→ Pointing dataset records
>> start

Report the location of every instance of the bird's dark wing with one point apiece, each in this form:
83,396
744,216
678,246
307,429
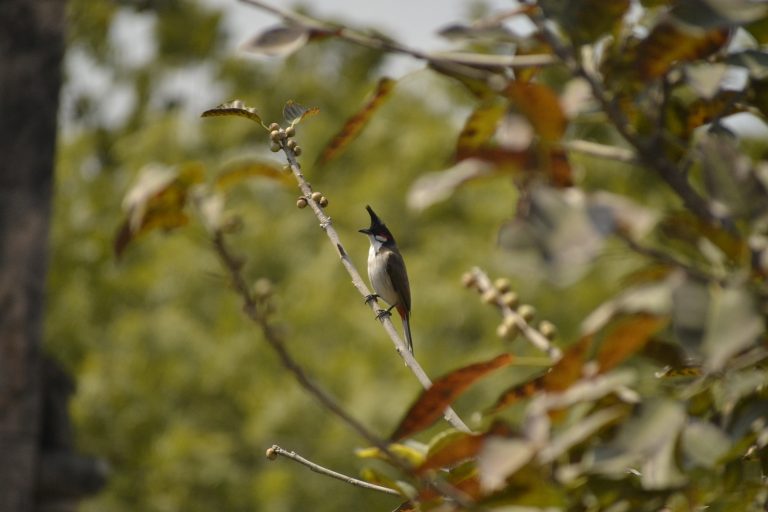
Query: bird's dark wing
399,277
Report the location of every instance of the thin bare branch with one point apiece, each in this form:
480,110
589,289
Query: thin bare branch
325,223
276,450
538,340
260,317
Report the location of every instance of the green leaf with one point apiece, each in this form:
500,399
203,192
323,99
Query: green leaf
733,324
234,108
294,113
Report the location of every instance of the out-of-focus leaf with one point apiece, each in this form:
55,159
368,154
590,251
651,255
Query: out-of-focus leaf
357,122
433,401
733,324
568,229
670,42
479,128
686,229
625,336
719,13
755,61
294,113
438,186
501,457
541,106
235,172
729,178
587,20
157,201
647,444
280,40
704,443
564,373
579,432
458,448
413,455
234,108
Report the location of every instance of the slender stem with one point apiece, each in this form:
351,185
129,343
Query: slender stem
538,340
275,449
259,316
325,223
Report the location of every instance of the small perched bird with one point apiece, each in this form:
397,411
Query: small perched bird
386,270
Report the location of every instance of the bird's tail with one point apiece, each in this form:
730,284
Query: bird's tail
407,330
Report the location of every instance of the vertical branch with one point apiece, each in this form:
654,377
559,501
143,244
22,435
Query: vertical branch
325,223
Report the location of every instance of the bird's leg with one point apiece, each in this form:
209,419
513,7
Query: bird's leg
383,313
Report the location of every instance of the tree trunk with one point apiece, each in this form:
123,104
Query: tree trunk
31,49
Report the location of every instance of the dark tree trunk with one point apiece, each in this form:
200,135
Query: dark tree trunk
31,49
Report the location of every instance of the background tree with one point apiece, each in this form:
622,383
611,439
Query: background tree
597,153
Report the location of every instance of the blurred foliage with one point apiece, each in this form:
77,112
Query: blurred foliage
658,401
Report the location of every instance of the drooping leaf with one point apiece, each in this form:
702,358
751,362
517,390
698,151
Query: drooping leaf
479,128
432,402
462,446
564,373
357,122
646,444
236,172
586,20
670,42
704,443
294,113
281,40
157,201
438,186
541,106
234,108
625,336
500,458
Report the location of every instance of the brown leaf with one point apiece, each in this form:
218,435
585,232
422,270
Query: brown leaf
564,373
624,336
670,42
157,201
541,106
433,401
479,128
357,122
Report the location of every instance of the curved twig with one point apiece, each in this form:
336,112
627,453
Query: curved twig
276,450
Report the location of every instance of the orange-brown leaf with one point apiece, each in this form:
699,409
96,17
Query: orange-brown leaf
433,401
357,122
564,373
479,128
541,106
463,447
626,335
670,42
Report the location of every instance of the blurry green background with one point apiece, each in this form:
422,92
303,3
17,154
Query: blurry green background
175,388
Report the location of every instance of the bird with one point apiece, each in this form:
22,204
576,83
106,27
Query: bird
386,271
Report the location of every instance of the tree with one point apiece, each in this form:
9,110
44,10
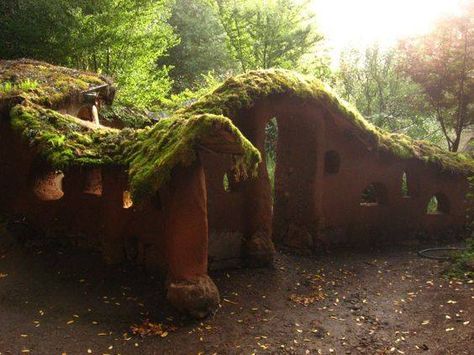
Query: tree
202,48
374,83
273,33
121,38
442,62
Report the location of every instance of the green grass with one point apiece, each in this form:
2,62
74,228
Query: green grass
9,88
463,263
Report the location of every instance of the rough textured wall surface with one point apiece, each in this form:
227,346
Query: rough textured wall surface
316,207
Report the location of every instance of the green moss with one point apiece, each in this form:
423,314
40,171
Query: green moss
64,140
176,140
125,116
52,85
463,263
151,153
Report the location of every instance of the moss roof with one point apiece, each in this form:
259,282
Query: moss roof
43,83
244,90
151,153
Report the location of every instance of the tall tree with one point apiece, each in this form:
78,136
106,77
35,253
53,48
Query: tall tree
442,62
202,48
122,38
374,83
265,34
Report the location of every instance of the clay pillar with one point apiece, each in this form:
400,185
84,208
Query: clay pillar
189,288
258,249
113,221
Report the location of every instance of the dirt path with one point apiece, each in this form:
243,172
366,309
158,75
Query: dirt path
55,302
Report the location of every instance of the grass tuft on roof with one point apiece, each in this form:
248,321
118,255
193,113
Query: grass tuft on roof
150,153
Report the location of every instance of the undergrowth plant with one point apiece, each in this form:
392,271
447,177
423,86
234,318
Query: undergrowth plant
9,88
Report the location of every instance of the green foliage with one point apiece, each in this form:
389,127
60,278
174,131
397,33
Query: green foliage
442,62
373,82
150,154
174,141
202,48
273,33
121,38
186,97
8,88
432,207
243,90
463,263
43,83
125,116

>> end

→ To be done
Repeat every one of the records above word for word, but leave the pictures out.

→ Response to this exercise
Report the location of every instance of the bird's dark wing with one point apiece, each in this form:
83,396
744,216
678,246
307,429
Query: bird's dark wing
399,277
Report the location of every instance of the thin bare branch with one point apiece, each in this form:
480,110
589,289
Query: thin bare branch
325,223
276,450
538,340
260,317
Report the location of every instance of the green leaf with one point apiece, each in this form:
500,399
203,192
323,99
Query: green leaf
733,324
234,108
294,113
Report the location of every instance of the out-of-focus leaf with one point apiece, each in this form:
55,159
368,154
590,251
651,255
Query: out-of-focus leaf
357,122
433,401
733,324
568,229
670,42
479,128
686,229
625,336
719,13
755,61
294,113
438,186
501,457
541,106
235,172
729,178
587,20
157,201
647,444
280,40
704,443
564,373
579,432
458,448
413,455
234,108
Report the location of every instance of the slender stem with one point apiece, each in this form:
351,185
129,343
Query: slender stem
538,340
275,449
259,316
325,223
Report the location of every instance of the small perched bird with one point apiece, each in this form:
397,411
Query: small perched bird
386,270
Report the location of every instance of the bird's tail with one point apiece, each in this form:
730,284
Query: bird's tail
407,330
Report the location of every instance of the vertical branch with one point apiece, each in this form:
654,377
559,501
143,244
22,435
Query: vertical branch
325,223
Report the location of every instance of the bird's leg with one point apiece, each in this form:
209,419
513,7
Query: bird's leg
383,313
Report the location of every instance of the tree trunk with one point apiece, each in this form:
123,104
Query: tree trunk
31,49
Report the location of every instance of the dark tree trunk with one point apiece, each in this form:
200,135
Query: dark tree trunk
31,49
Report the location of every instance of the background tree with one point apiece, each in this form:
622,383
611,439
Query: background tree
597,153
Report the location of every instance of the blurred foliage with one point apiece, each in this form:
77,112
Query: blurred foliage
658,401
Report the location of every instance of the drooping leaf with one point apiece, each in this form:
702,358
751,362
517,390
698,151
Query: drooping leaf
479,128
432,402
462,446
564,373
357,122
646,444
236,172
586,20
670,42
704,443
294,113
281,40
157,201
438,186
541,106
234,108
625,336
500,458
Report the location of every instance of the brown leaf with one point apiece, each in this form:
218,435
585,232
422,270
Query: brown leaf
564,373
624,336
670,42
157,201
541,106
433,401
479,128
357,122
Report the location of every instance of the curved twig with one point apiece, each in this form:
336,112
627,453
Query: curved twig
276,450
Report the location of every instance of the orange-brown leaf with one point apiece, each in this form:
699,409
96,17
Query: orange-brown leaf
433,401
357,122
564,373
479,128
541,106
463,447
626,335
670,42
Report the location of every instance of the blurry green background with one point apiece, each in this form:
422,92
303,3
17,154
Query: blurry green background
175,388
Report the location of every instance of the bird with one point apiece, each in this form:
22,204
576,83
106,27
Query: bird
386,271
Report the location of every instance of the tree with one point apiece, each in this form:
9,110
44,10
Query: tree
202,48
374,83
273,33
121,38
442,62
Report the location of every instance of the green grass with one point apiece, each in this form:
2,62
74,228
Query: green grass
9,88
463,263
Report the location of every instance of the rough textured wall surface with one point apiece, each in this form:
227,346
Query: rough textured wall surface
316,207
Report the location of every instance of the green moss with one point apiece, each in this form:
423,314
40,171
Query: green moss
64,140
176,140
125,116
52,85
463,263
151,153
Report the location of every instance of the moss roof with one point apiece, each in this form:
259,282
Query: moss roof
43,83
244,90
151,153
Report the location of every instance of the tall tree with one point apiece, each in this form:
78,136
106,77
35,253
53,48
Query: tall tree
442,62
202,48
122,38
374,83
265,34
Report the location of every instance of the clay pillar with one point apiece, each in this form:
400,185
84,208
Query: clay pillar
189,288
258,249
113,221
Report the location of every instance of the dirt path with one point apiece, each in this form:
243,172
366,309
158,75
Query: dirt path
55,302
Report the location of every instance of the grass tuft on roof with one point apiece, each in this form:
248,321
118,255
193,113
Query: grass tuft on roof
150,153
Report the location of every instance of the undergrowth plant with one point apiece, each in this form:
392,271
447,177
423,86
234,318
Query: undergrowth plant
9,88
Report the location of every instance of the green foliage with one point apiece, each in this form:
389,127
60,278
174,131
397,33
Query: green foliage
442,62
373,82
150,154
174,141
202,48
273,33
121,38
186,97
8,88
432,207
243,90
463,263
43,83
125,116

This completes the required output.